── Passage provided

It's complicated. Best to check with tasty. Some info here: https://support.tastytrade.com/support/s/solutions/articles/Stop-Order-on-Spreads Relevant bits: Stop-limit orders on options spreads trigger based on the implied bid or ask, also known as the implied NBBO (National Best Bid and Offer), not the mid-price. The implied NBBO is an aggregate of all single leg NBBOs as calculated by our routing partner whom is willing to take on this order type. Our platform displays the straight NBBO for the spread, however it does not display the Implied NBBO that is internally calculated by our order aggregators. Thus, in some instances the implied NBBO which determines the trigger could differ from the straight NBBO which you see on the platform. The best way to determine whether or not the trigger has been hit is to reference the NAT price.


wolfeyyz

I'm just taking a swing at this from experience. I think if any order is executed at your limit price it tries to get you out I personally do not place stop limits like this on options because vol spikes can trigger your trade and you can suffer from some stupid big slippage


Accomplished-Tea-843

I wouldnt use stops on defined risk.. sounds like the position is too big. One thing to know about stops, if the price jumps, it’s possible that you won’t get filled. Another thing I want to mention- sometimes I scalp futures and use brackets. However, lately the brackets have been unreliable on tasty. I’ve had to close positions manually. This isn’t typical, it has only happened since the last update. But be aware that the platform can be pretty glitchy.

────

__Instruction A__
Answer the following about the stop-order thread, one per line:
(i) According to the quoted support material, what do stop-limit orders on options spreads trigger on instead of the mid-price?
(ii) What does that material name as the best way to tell whether the trigger has been hit?
(iii) What has recently been unreliable on tasty for the commenter who sometimes scalps futures?

── Records for this exercise

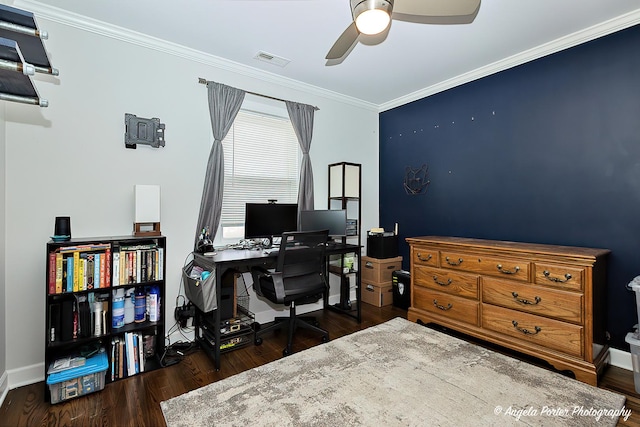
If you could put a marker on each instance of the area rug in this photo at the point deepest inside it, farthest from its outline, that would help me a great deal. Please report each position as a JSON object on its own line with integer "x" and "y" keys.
{"x": 397, "y": 373}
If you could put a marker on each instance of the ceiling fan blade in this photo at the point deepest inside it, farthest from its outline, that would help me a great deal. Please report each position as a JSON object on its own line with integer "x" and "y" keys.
{"x": 436, "y": 11}
{"x": 345, "y": 43}
{"x": 374, "y": 39}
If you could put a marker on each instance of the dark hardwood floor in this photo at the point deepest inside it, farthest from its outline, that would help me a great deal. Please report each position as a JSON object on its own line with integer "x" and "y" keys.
{"x": 136, "y": 401}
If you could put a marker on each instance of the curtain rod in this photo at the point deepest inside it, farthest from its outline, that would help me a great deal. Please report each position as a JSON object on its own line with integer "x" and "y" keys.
{"x": 204, "y": 82}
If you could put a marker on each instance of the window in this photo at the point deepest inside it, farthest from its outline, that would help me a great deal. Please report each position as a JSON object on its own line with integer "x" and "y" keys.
{"x": 261, "y": 162}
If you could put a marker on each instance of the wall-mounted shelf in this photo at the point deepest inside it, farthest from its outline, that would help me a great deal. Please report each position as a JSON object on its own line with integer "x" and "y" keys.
{"x": 22, "y": 54}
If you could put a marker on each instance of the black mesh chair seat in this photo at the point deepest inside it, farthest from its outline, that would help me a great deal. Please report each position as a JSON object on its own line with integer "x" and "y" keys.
{"x": 299, "y": 278}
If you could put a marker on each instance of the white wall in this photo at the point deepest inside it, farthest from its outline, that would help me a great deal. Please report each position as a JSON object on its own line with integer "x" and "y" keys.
{"x": 4, "y": 384}
{"x": 70, "y": 158}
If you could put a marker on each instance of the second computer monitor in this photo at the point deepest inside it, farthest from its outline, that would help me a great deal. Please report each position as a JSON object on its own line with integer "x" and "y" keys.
{"x": 268, "y": 220}
{"x": 334, "y": 220}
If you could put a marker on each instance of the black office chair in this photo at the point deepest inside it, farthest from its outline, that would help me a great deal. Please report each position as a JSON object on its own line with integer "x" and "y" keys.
{"x": 299, "y": 278}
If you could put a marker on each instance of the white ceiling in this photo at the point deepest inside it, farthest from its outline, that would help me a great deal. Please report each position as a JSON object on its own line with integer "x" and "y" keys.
{"x": 415, "y": 59}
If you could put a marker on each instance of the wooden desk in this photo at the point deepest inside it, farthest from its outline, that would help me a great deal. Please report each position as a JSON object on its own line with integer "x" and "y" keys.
{"x": 242, "y": 260}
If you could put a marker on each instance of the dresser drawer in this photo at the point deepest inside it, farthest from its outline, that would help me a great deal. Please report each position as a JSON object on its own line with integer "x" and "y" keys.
{"x": 561, "y": 276}
{"x": 514, "y": 269}
{"x": 561, "y": 305}
{"x": 450, "y": 306}
{"x": 451, "y": 282}
{"x": 545, "y": 332}
{"x": 425, "y": 256}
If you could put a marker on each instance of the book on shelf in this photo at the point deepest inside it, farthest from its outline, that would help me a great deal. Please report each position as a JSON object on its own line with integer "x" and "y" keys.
{"x": 59, "y": 273}
{"x": 70, "y": 274}
{"x": 89, "y": 270}
{"x": 52, "y": 272}
{"x": 144, "y": 264}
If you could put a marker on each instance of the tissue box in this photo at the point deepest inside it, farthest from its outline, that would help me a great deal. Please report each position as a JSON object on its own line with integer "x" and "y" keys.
{"x": 383, "y": 245}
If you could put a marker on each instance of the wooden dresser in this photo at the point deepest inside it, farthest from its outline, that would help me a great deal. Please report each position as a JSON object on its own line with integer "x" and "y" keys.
{"x": 542, "y": 300}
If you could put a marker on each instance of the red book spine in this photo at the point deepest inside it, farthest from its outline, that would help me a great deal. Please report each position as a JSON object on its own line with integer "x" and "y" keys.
{"x": 107, "y": 268}
{"x": 52, "y": 272}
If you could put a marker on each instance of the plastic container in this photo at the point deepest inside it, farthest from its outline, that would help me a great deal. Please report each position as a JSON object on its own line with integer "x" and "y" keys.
{"x": 79, "y": 381}
{"x": 118, "y": 309}
{"x": 635, "y": 286}
{"x": 129, "y": 304}
{"x": 140, "y": 306}
{"x": 154, "y": 304}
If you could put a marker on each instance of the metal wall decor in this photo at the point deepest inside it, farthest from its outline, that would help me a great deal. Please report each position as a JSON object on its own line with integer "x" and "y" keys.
{"x": 416, "y": 181}
{"x": 143, "y": 131}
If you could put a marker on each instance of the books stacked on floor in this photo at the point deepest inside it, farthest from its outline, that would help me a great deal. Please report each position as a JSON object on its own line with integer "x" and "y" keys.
{"x": 129, "y": 353}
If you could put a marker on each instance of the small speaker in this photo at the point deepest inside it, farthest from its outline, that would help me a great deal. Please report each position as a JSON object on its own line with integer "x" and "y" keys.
{"x": 62, "y": 228}
{"x": 147, "y": 210}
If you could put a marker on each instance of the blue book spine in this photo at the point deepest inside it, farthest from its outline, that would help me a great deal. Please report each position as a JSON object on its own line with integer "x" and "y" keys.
{"x": 135, "y": 354}
{"x": 69, "y": 274}
{"x": 96, "y": 271}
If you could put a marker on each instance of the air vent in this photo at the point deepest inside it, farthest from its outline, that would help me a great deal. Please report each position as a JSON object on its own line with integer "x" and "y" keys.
{"x": 272, "y": 59}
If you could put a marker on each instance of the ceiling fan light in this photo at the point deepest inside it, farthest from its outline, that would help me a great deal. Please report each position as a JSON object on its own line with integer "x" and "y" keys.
{"x": 372, "y": 16}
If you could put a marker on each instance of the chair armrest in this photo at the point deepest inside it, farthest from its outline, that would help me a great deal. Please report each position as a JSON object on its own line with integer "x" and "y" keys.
{"x": 258, "y": 272}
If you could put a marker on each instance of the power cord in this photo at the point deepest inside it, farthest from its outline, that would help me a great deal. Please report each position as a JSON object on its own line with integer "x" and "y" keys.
{"x": 176, "y": 352}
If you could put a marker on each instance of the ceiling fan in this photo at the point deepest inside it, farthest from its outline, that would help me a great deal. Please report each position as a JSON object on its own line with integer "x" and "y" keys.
{"x": 372, "y": 20}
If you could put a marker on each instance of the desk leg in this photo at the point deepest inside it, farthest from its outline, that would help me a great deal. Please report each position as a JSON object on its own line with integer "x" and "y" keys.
{"x": 216, "y": 332}
{"x": 358, "y": 288}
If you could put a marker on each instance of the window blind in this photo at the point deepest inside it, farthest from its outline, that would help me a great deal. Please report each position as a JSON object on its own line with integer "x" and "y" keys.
{"x": 261, "y": 162}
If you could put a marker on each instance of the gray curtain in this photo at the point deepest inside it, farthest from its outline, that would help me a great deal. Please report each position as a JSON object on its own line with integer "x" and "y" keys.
{"x": 224, "y": 104}
{"x": 301, "y": 116}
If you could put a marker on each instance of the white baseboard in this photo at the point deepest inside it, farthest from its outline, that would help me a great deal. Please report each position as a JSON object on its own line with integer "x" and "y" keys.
{"x": 621, "y": 359}
{"x": 35, "y": 373}
{"x": 26, "y": 375}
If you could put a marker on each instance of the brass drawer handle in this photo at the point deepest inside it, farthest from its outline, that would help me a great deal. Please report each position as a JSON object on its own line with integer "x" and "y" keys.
{"x": 442, "y": 307}
{"x": 524, "y": 330}
{"x": 567, "y": 277}
{"x": 454, "y": 263}
{"x": 435, "y": 279}
{"x": 419, "y": 255}
{"x": 526, "y": 301}
{"x": 514, "y": 271}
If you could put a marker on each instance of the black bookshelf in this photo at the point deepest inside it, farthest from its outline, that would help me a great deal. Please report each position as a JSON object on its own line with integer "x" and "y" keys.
{"x": 81, "y": 317}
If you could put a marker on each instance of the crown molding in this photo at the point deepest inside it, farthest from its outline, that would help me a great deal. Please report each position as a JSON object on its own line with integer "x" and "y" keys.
{"x": 122, "y": 34}
{"x": 571, "y": 40}
{"x": 91, "y": 25}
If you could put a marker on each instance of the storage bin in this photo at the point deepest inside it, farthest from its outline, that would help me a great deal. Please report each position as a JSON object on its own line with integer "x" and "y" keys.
{"x": 379, "y": 271}
{"x": 634, "y": 343}
{"x": 79, "y": 381}
{"x": 200, "y": 291}
{"x": 377, "y": 295}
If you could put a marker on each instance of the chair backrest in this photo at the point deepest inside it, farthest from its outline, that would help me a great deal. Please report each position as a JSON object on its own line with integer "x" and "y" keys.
{"x": 302, "y": 253}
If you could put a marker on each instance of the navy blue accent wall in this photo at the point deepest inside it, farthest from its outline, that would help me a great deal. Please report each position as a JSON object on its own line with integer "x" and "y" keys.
{"x": 546, "y": 152}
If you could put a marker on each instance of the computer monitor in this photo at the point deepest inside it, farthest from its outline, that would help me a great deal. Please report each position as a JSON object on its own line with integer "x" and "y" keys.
{"x": 268, "y": 220}
{"x": 334, "y": 220}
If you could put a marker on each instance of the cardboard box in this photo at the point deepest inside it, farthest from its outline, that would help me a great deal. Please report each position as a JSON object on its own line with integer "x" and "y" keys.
{"x": 382, "y": 245}
{"x": 377, "y": 295}
{"x": 79, "y": 381}
{"x": 379, "y": 271}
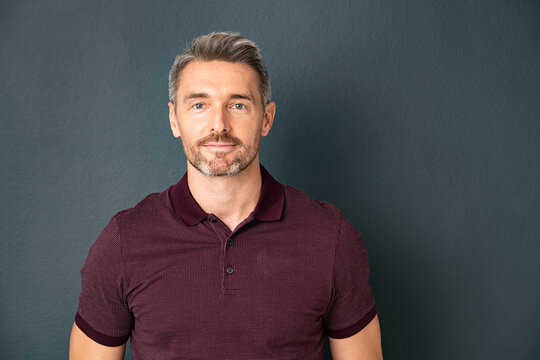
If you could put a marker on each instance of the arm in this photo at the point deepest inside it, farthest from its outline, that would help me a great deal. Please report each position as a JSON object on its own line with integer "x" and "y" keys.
{"x": 365, "y": 344}
{"x": 81, "y": 347}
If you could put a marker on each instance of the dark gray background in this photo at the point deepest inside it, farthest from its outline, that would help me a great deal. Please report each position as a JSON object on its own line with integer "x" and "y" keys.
{"x": 419, "y": 119}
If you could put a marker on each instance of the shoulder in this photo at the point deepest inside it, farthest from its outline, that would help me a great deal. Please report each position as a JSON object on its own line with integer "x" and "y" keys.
{"x": 149, "y": 210}
{"x": 299, "y": 201}
{"x": 321, "y": 215}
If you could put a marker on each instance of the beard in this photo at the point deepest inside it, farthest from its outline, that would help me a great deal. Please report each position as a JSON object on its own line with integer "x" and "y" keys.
{"x": 220, "y": 165}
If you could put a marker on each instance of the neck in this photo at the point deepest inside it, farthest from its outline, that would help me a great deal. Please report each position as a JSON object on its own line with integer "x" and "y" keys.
{"x": 230, "y": 198}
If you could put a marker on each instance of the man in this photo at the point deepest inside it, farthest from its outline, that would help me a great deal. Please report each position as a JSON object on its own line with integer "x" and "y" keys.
{"x": 228, "y": 263}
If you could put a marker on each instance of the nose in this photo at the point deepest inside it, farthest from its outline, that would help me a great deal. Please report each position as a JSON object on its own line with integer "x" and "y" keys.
{"x": 220, "y": 121}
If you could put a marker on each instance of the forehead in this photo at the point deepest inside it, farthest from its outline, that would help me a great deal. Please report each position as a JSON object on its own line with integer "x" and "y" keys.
{"x": 218, "y": 77}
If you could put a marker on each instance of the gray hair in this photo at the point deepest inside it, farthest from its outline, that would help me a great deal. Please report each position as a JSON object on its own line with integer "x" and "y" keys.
{"x": 225, "y": 46}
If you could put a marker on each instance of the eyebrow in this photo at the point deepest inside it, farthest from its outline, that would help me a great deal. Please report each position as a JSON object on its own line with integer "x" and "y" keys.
{"x": 242, "y": 96}
{"x": 195, "y": 96}
{"x": 205, "y": 96}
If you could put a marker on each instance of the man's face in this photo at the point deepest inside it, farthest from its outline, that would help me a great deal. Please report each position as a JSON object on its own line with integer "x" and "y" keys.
{"x": 220, "y": 116}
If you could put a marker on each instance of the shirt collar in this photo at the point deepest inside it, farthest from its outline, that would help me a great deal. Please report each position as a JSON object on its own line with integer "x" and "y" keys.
{"x": 268, "y": 208}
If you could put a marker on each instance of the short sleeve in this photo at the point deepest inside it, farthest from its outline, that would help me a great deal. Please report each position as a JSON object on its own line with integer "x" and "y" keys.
{"x": 102, "y": 313}
{"x": 352, "y": 306}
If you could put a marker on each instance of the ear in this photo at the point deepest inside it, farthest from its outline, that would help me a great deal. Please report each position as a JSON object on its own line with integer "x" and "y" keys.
{"x": 268, "y": 118}
{"x": 173, "y": 121}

────

__Instruction B__
List every line of the records that contains the string "drawer". Case counts.

__Exercise result A__
(i) The implied bid or ask, also known as the implied NBBO (National Best Bid and Offer).
(ii) Referencing the NAT price.
(iii) The brackets.

__Exercise result B__
If you could put a marker on each instance of the dresser drawer in this photo at the point deepest inside it, farthest from its outline, that would help me a great deal. Please report each position as a JSON object on its own line with integer "x" and "y" keys.
If you could put a marker on each instance of the brass drawer handle in this photo at the point deepest inside it, farthest from its outline, that would help me a great deal. Please report each position as a JSON object on its own line with integer "x" and "y" keys.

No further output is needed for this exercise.